**ÜBUNGSAUFGABEN**
- a) Ändern Sie den Textauszug über Verben in Anforderungen ab: Schreiben Sie alles von „Wie meint es“ bis hinunter zu „der Verschleierung sind.“ erneut ab und setzen Sie dabei „Tätigkeitswörter“ anstelle von „Verben“ ein.
- b) Fassen Sie den Textauszug über Verben in Anforderungen in zwei Sätzen zusammen.

**TEXTAUSZUG**
● ● ● ● ●

Wie meint es der eine und wie versteht es der andere… (III)

Erinnern Sie sich noch an den letzen Beitrag? Dort ging es um Prozesswörter, die eine Funktionalität ausdrücken, also um Verben. Verben sind in einer Anforderung von entscheidender Bedeutung und häufig der Grund für Missverständnisse und erheblichen Informationsverlust.Die relativ harmlosen Fälle dieser Informationsvernichtung sind das letzte Mal bereits besprochen worden. Heute widmen wir uns zwei hartnäckigeren Vertretern, die beides wahre Meister der Verschleierung sind.

● ● ● ● ●

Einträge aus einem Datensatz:
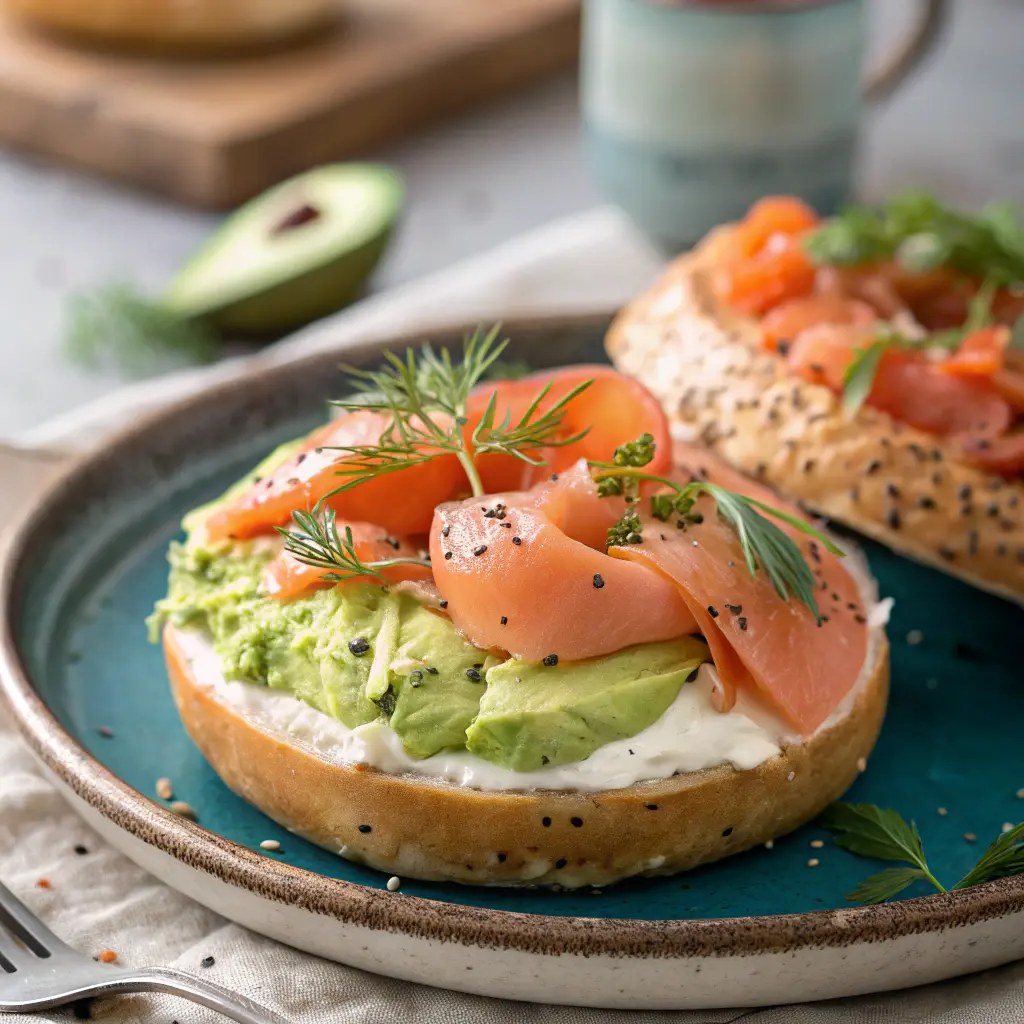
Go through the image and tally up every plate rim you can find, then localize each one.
[0,314,1024,958]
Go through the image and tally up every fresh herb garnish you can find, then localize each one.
[281,326,592,582]
[65,283,217,376]
[805,191,1024,287]
[820,803,1024,903]
[590,434,843,623]
[843,278,1003,416]
[275,508,430,583]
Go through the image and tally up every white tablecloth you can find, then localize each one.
[0,203,1024,1024]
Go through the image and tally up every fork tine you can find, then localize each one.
[0,925,30,978]
[0,882,71,956]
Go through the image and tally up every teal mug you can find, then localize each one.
[582,0,948,252]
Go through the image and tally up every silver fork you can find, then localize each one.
[0,884,289,1024]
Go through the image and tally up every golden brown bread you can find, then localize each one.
[3,0,338,49]
[164,614,889,887]
[607,233,1024,603]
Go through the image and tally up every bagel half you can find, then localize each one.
[164,572,889,888]
[606,232,1024,604]
[4,0,338,50]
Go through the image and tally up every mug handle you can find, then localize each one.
[862,0,950,103]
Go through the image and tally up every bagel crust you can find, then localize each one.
[607,232,1024,603]
[164,626,889,887]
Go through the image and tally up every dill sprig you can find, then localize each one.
[276,508,430,583]
[282,326,592,582]
[65,282,217,376]
[820,803,1024,904]
[590,434,843,623]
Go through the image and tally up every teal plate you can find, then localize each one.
[4,323,1024,1005]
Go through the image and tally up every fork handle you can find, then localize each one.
[119,968,292,1024]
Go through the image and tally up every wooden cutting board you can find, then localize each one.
[0,0,580,208]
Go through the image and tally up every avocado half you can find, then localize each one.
[163,164,404,334]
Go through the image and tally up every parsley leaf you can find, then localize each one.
[820,803,1024,903]
[953,824,1024,889]
[846,867,928,905]
[805,191,1024,286]
[843,337,892,417]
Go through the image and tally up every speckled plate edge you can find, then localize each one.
[0,316,1024,1008]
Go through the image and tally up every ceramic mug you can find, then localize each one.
[582,0,948,252]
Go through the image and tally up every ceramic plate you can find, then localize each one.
[0,319,1024,1009]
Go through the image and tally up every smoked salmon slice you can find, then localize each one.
[430,462,696,664]
[207,410,468,541]
[467,365,672,494]
[608,446,869,734]
[260,521,432,601]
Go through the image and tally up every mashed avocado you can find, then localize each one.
[150,445,708,771]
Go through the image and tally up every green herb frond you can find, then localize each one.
[276,508,430,583]
[65,283,218,376]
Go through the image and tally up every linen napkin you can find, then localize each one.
[0,203,1024,1024]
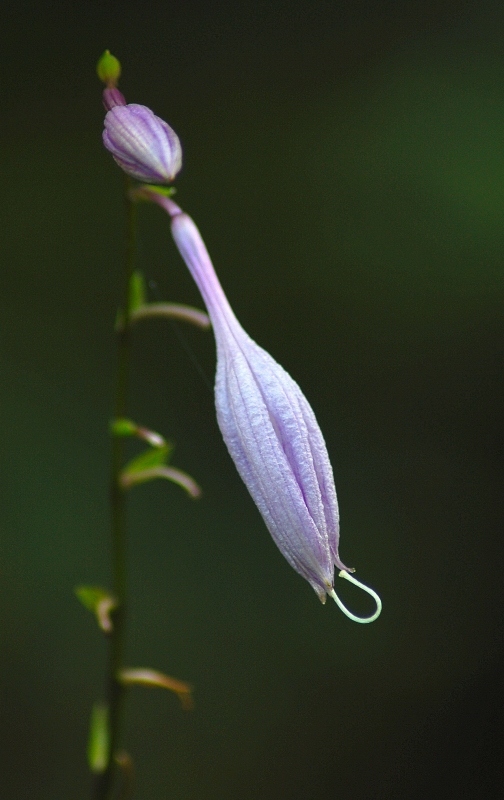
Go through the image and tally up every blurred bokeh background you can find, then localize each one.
[0,0,504,800]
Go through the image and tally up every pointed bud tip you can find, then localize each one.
[96,50,121,86]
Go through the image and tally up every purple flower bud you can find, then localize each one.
[138,187,381,622]
[103,103,182,183]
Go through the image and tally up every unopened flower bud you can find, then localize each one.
[138,187,381,622]
[103,103,182,183]
[96,50,121,86]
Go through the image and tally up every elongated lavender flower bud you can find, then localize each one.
[138,187,381,622]
[103,104,182,183]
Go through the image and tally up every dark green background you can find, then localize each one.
[0,0,504,800]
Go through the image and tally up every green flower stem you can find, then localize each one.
[94,179,136,800]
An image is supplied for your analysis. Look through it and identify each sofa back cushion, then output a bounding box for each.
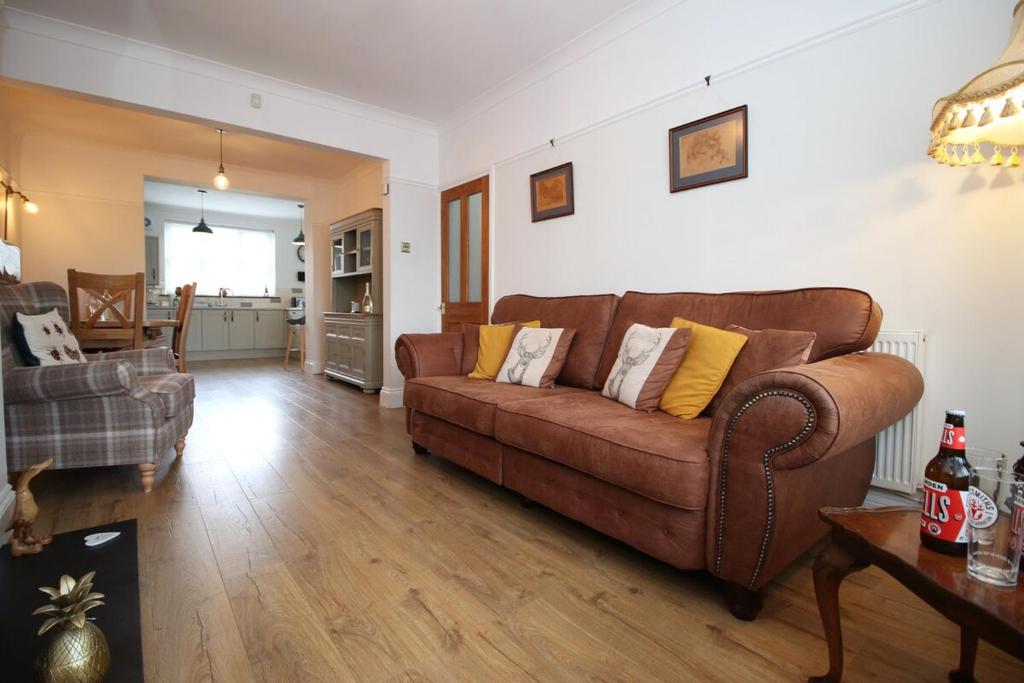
[0,283,69,370]
[490,294,618,389]
[593,287,882,384]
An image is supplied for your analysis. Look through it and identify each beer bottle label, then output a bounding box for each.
[942,422,967,451]
[921,478,968,543]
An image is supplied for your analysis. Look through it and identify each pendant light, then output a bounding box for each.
[193,189,213,234]
[928,0,1024,168]
[292,204,306,245]
[213,128,231,189]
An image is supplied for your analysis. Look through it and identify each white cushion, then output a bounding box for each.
[10,308,86,366]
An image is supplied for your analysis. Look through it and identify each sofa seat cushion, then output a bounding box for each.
[138,373,196,419]
[403,376,586,436]
[495,391,712,510]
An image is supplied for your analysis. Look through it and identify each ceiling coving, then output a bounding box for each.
[7,0,635,122]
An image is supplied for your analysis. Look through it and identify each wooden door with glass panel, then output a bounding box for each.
[440,176,490,332]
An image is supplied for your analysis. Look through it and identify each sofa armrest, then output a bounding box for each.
[707,353,924,589]
[394,332,462,380]
[3,360,140,403]
[93,348,178,377]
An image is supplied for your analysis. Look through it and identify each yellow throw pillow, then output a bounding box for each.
[657,317,746,420]
[469,321,540,380]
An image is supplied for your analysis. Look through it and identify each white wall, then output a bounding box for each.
[441,0,1024,458]
[143,203,306,303]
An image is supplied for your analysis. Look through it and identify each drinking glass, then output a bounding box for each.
[965,446,1007,472]
[967,467,1024,587]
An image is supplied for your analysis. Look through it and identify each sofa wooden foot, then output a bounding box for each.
[138,463,157,494]
[725,582,763,622]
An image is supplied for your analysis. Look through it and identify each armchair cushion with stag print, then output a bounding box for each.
[495,328,575,389]
[601,323,690,413]
[10,308,86,366]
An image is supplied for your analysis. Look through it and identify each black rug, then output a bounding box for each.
[0,519,143,683]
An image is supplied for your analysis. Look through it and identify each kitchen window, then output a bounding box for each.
[164,221,276,297]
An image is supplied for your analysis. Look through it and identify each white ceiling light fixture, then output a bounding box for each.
[292,204,306,245]
[213,128,231,189]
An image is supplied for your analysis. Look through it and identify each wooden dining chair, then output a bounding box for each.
[68,268,145,350]
[171,283,196,373]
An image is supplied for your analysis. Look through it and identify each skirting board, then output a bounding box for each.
[381,387,403,408]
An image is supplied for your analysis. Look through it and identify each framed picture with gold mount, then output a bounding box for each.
[669,104,748,193]
[529,162,575,223]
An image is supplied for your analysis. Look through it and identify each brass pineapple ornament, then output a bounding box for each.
[32,571,111,683]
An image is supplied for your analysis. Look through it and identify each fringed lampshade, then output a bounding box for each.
[928,0,1024,168]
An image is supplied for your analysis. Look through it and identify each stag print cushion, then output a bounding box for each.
[601,323,690,413]
[10,308,85,366]
[462,321,541,380]
[495,328,575,389]
[658,317,746,420]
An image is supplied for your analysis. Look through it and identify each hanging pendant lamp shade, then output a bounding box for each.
[213,128,231,189]
[928,0,1024,166]
[292,204,306,245]
[193,189,213,234]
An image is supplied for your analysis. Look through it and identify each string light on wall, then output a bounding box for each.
[0,180,39,214]
[928,0,1024,168]
[213,128,231,189]
[0,180,39,242]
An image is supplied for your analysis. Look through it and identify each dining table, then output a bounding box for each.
[78,321,180,353]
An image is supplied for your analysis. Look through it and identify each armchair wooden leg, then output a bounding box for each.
[138,463,157,494]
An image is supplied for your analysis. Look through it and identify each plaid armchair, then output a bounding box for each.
[0,283,196,493]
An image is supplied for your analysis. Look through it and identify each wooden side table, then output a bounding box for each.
[809,508,1024,683]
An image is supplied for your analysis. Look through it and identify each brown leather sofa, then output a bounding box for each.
[395,288,924,620]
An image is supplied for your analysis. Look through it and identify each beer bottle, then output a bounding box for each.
[921,411,971,555]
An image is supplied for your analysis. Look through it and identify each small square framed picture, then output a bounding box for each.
[529,162,575,223]
[669,104,746,193]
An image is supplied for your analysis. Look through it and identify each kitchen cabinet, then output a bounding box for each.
[227,310,256,351]
[145,308,204,352]
[200,309,230,351]
[253,310,286,348]
[324,312,384,393]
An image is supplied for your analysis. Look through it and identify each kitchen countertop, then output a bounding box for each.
[145,304,302,313]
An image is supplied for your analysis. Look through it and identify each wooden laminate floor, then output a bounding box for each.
[28,361,1024,683]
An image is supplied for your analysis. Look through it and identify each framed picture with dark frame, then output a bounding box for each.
[529,162,575,223]
[669,104,748,193]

● ● ● ● ●

**GELÖSTE AUFGABEN**
- a)
Wie meint es der eine und wie versteht es der andere… (III)

Erinnern Sie sich noch an den letzen Beitrag? Dort ging es um Prozesswörter, die eine Funktionalität ausdrücken, also um Tätigkeitswörter. Tätigkeitswörter sind in einer Anforderung von entscheidender Bedeutung und häufig der Grund für Missverständnisse und erheblichen Informationsverlust.Die relativ harmlosen Fälle dieser Informationsvernichtung sind das letzte Mal bereits besprochen worden. Heute widmen wir uns zwei hartnäckigeren Vertretern, die beides wahre Meister der Verschleierung sind.

- b) Verben drücken in einer Anforderung eine Funktionalität aus und sind dort von entscheidender Bedeutung, aber häufig auch der Grund für Missverständnisse und erheblichen Informationsverlust. Nachdem die relativ harmlosen Fälle dieser Informationsvernichtung bereits im letzten Beitrag besprochen wurden, geht es nun um zwei hartnäckigere Vertreter, die wahre Meister der Verschleierung sind.